WHAT YOU NEED TO DO: Reproduce the material below, swapping "rough mask" for "coarse mask" and leaving everything else untouched.
○ ○ ○
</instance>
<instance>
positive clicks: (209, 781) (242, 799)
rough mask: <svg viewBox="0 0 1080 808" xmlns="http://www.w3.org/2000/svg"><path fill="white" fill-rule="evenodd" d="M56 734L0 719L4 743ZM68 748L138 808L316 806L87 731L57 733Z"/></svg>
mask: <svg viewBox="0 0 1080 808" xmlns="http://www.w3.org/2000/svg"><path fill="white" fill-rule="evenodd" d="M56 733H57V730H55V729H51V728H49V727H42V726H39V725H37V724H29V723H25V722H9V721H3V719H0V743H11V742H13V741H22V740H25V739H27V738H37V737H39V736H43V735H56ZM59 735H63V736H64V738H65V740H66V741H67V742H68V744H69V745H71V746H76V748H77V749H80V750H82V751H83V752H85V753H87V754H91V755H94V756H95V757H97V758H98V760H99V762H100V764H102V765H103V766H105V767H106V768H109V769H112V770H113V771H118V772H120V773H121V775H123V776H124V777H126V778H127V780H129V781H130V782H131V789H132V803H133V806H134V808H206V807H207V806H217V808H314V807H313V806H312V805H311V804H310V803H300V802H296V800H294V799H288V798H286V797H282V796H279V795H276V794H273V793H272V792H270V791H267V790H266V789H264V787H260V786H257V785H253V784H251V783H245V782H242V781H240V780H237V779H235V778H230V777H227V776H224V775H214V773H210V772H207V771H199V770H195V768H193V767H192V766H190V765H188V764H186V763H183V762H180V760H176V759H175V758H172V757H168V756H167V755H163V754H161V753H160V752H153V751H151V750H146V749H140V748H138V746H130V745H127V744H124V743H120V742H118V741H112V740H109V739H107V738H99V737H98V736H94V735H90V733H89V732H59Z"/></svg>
○ ○ ○
TASK OUTPUT:
</instance>
<instance>
positive clicks: (209, 781) (242, 799)
coarse mask: <svg viewBox="0 0 1080 808" xmlns="http://www.w3.org/2000/svg"><path fill="white" fill-rule="evenodd" d="M56 734L0 719L4 743ZM68 748L138 808L316 806L87 731L57 733Z"/></svg>
mask: <svg viewBox="0 0 1080 808" xmlns="http://www.w3.org/2000/svg"><path fill="white" fill-rule="evenodd" d="M56 733H57V730H55V729H51V728H49V727H42V726H39V725H37V724H29V723H25V722H9V721H3V719H0V743H11V742H13V741H22V740H25V739H27V738H37V737H39V736H43V735H56ZM59 735H63V736H64V738H65V740H66V741H67V742H68V744H69V745H71V746H76V748H77V749H80V750H82V751H83V752H85V753H87V754H91V755H94V756H95V757H97V758H98V760H99V762H100V764H102V765H103V766H105V767H106V768H109V769H112V770H113V771H118V772H120V773H121V775H123V776H124V777H126V778H127V780H129V781H130V782H131V789H132V803H133V806H134V808H206V807H207V806H217V808H314V807H313V806H312V805H311V804H310V803H300V802H296V800H294V799H288V798H286V797H282V796H279V795H276V794H273V793H272V792H270V791H267V790H266V789H264V787H260V786H257V785H253V784H251V783H245V782H242V781H240V780H237V779H235V778H230V777H227V776H224V775H214V773H210V772H207V771H199V770H195V768H193V767H192V766H190V765H188V764H186V763H183V762H180V760H176V759H175V758H172V757H168V756H167V755H163V754H161V753H160V752H153V751H151V750H146V749H140V748H138V746H130V745H127V744H124V743H120V742H118V741H112V740H109V739H107V738H99V737H98V736H94V735H90V733H89V732H59Z"/></svg>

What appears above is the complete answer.